## begin Exercise material
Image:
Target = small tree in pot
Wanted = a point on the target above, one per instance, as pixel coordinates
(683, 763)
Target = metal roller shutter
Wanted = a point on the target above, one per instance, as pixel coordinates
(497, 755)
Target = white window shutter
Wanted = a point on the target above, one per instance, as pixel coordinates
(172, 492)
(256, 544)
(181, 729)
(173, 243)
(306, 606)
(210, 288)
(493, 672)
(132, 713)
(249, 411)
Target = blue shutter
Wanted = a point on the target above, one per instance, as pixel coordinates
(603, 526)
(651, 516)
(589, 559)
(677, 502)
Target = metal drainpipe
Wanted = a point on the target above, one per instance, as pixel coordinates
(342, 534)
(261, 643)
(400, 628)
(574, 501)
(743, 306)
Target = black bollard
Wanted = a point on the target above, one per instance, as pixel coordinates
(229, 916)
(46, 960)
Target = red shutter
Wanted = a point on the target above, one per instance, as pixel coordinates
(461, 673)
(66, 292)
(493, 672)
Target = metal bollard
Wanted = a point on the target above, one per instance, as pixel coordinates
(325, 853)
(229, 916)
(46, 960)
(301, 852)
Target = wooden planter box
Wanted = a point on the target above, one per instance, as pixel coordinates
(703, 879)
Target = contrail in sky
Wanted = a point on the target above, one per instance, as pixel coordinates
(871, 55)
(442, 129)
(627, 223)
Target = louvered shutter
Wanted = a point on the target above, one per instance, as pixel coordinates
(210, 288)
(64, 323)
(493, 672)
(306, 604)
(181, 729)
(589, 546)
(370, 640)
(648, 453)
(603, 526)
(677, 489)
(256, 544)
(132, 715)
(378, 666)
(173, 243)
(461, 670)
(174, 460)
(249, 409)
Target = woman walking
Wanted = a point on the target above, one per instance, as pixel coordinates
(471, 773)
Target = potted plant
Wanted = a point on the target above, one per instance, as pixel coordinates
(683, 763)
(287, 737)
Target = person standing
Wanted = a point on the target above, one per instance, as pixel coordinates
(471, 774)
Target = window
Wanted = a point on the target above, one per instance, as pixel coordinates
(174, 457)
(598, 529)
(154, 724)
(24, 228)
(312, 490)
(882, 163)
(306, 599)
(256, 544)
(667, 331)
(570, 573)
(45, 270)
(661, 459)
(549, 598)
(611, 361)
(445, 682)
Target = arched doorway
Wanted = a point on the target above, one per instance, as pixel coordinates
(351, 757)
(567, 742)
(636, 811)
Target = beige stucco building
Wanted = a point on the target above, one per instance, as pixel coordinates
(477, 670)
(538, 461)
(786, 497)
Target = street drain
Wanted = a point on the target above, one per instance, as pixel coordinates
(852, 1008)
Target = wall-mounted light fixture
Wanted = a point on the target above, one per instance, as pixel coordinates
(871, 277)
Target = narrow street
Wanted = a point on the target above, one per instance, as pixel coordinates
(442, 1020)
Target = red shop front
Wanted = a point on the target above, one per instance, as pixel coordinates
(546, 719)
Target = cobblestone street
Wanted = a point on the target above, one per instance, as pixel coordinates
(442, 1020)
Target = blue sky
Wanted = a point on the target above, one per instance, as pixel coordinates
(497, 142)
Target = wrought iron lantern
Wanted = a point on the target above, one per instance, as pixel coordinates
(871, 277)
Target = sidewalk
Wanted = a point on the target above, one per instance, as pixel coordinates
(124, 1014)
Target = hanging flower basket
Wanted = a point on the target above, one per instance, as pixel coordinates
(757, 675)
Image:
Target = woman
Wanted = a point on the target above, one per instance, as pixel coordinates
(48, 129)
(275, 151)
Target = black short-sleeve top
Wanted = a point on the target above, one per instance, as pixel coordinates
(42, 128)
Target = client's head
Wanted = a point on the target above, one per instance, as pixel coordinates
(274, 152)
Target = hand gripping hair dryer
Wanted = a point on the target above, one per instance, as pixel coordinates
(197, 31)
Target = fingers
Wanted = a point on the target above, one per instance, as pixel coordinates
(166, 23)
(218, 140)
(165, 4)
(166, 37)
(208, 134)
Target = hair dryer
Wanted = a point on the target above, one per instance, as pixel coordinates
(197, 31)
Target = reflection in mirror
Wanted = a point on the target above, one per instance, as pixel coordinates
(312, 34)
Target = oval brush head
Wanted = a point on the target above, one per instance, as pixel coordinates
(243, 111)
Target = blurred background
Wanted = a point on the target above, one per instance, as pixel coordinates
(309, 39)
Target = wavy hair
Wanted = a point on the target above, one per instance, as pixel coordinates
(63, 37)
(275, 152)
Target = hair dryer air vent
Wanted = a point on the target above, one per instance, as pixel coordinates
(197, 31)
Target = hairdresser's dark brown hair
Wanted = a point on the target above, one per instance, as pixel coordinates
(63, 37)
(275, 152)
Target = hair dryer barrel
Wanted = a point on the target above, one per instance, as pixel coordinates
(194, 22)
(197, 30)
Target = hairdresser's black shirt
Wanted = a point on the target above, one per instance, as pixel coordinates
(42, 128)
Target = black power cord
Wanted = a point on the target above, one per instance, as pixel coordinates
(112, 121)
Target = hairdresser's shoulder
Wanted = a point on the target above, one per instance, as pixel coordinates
## end Exercise material
§ Stated problem: Extract each record, keeping it identical to the original.

§ The solution:
Image:
Target = small tree in pot
Wanted = a point on the target above, one per instance, as pixel coordinates
(683, 763)
Target = metal roller shutter
Wanted = a point on the target above, one per instance, as pixel coordinates
(497, 755)
Target = white window shutter
Wanted = a point on the target above, one per instance, as pixel coordinates
(172, 492)
(256, 544)
(181, 729)
(173, 243)
(306, 606)
(210, 288)
(493, 672)
(132, 713)
(249, 411)
Target = blue shutter
Wanted = a point on the target above, one per instance, as pixel coordinates
(603, 526)
(651, 516)
(589, 559)
(677, 502)
Target = metal drainpipe
Wanted = a point on the target above, one per instance, as pixel coordinates
(342, 534)
(261, 643)
(400, 628)
(574, 501)
(743, 306)
Target = black bollard
Wanted = a point on the target above, one per instance, as pixel coordinates
(229, 916)
(46, 960)
Target = red shutter
Wanted = a point on the target above, one per instance, as pixel coordinates
(461, 673)
(66, 292)
(493, 672)
Target = metal bollard
Wanted = a point on the target above, one per instance, as pixel coordinates
(325, 853)
(229, 916)
(46, 960)
(301, 852)
Target = wooden planter box
Wanted = a point on the target above, one per instance, as pixel coordinates
(703, 879)
Target = contrail in sky
Wanted = a point on the target above, one per instance, as pixel coordinates
(871, 55)
(442, 129)
(627, 223)
Target = louvered shutter
Wanted = a point on the target above, one per instance, as pixel coordinates
(210, 288)
(64, 323)
(493, 672)
(306, 604)
(181, 729)
(589, 546)
(370, 640)
(648, 453)
(603, 526)
(677, 489)
(256, 544)
(132, 715)
(378, 666)
(173, 243)
(461, 670)
(174, 460)
(249, 409)
Target = woman walking
Wanted = a point on the target above, one per instance, as pixel coordinates
(471, 773)
Target = potted plant
Wanted = a point on the target above, one per instance, as pixel coordinates
(683, 763)
(287, 737)
Target = person standing
Wanted = a point on the target above, one per instance, as pixel coordinates
(471, 774)
Target = window
Wanted = a point on the target above, one per instance, as pixel coordinates
(174, 457)
(598, 529)
(154, 724)
(24, 228)
(312, 490)
(882, 163)
(306, 599)
(256, 544)
(667, 331)
(570, 573)
(45, 270)
(661, 459)
(549, 598)
(611, 361)
(445, 682)
Target = arched doorway
Wanted = a point on the target above, one per instance, as pixel coordinates
(351, 757)
(567, 742)
(636, 811)
Target = beige stucco building
Wanted = a point on the target above, one per instance, as pixel coordinates
(477, 670)
(538, 461)
(786, 497)
Target = street drain
Wanted = a point on the target above, one per instance, as pixel coordinates
(852, 1008)
Target = wall-mounted light fixture
Wanted = a point on the target above, one per instance, as pixel coordinates
(871, 277)
Target = narrow street
Wanted = a point on the target above, one per instance, as pixel coordinates
(442, 1020)
Target = red shop front
Wanted = a point on the target above, one per instance, as pixel coordinates
(546, 719)
Target = cobblestone street
Wanted = a point on the target above, one per instance, as pixel coordinates
(442, 1020)
Target = blue sky
Wanted = a point on the target above, one per instance, as pixel coordinates
(497, 142)
Target = wrought iron lantern
Wanted = a point on the target above, one per instance, as pixel coordinates
(871, 277)
Target = sidewalk
Wanted = a point on the target above, one per instance, as pixel coordinates
(124, 1014)
Target = hanging flower basket
Wanted = a point on the target above, one per instance, as pixel coordinates
(757, 675)
Image:
Target = woman
Wanted = a point on the target above, one per instance, as pixel coordinates
(48, 129)
(275, 151)
Target = black short-sleeve top
Wanted = a point on the target above, one per instance, as pixel coordinates
(42, 128)
Target = client's head
Wanted = a point on the target above, one per instance, as pixel coordinates
(274, 152)
Target = hand gripping hair dryer
Wanted = a point on the target above, one per instance, as pixel coordinates
(197, 31)
Target = fingers
Wanted = a point on the target above, one per instance, as pixel coordinates
(166, 23)
(218, 140)
(165, 4)
(166, 37)
(208, 134)
Target = hair dryer
Wanted = a point on the target above, one per instance, as pixel coordinates
(197, 31)
Target = reflection in mirror
Wanted = a point on the target above, one per instance, as pixel coordinates
(312, 34)
Target = oval brush head
Wanted = a point on the target above, one per instance, as pixel coordinates
(243, 111)
Target = blurred background
Wanted = a point on the target above, one per instance, as pixel coordinates
(309, 39)
Target = wavy hair
Wanted = a point on the target above, one per instance, as pixel coordinates
(63, 37)
(275, 152)
Target = hair dryer air vent
Wanted = a point on the target above, one per instance, as pixel coordinates
(197, 31)
Target = hairdresser's dark brown hair
Wanted = a point on the target above, one per instance, as pixel coordinates
(63, 37)
(275, 152)
Target = hair dryer barrel
Wanted = a point on the target above, one per instance, as pixel coordinates
(194, 22)
(197, 30)
Target = hairdresser's black shirt
Wanted = a point on the target above, one per instance, as pixel coordinates
(42, 128)
Target = black power cord
Wanted = a point on the target above, one per instance, as pixel coordinates
(112, 121)
Target = hairdresser's shoulder
Wanted = a point on the target above, one per instance, as pixel coordinates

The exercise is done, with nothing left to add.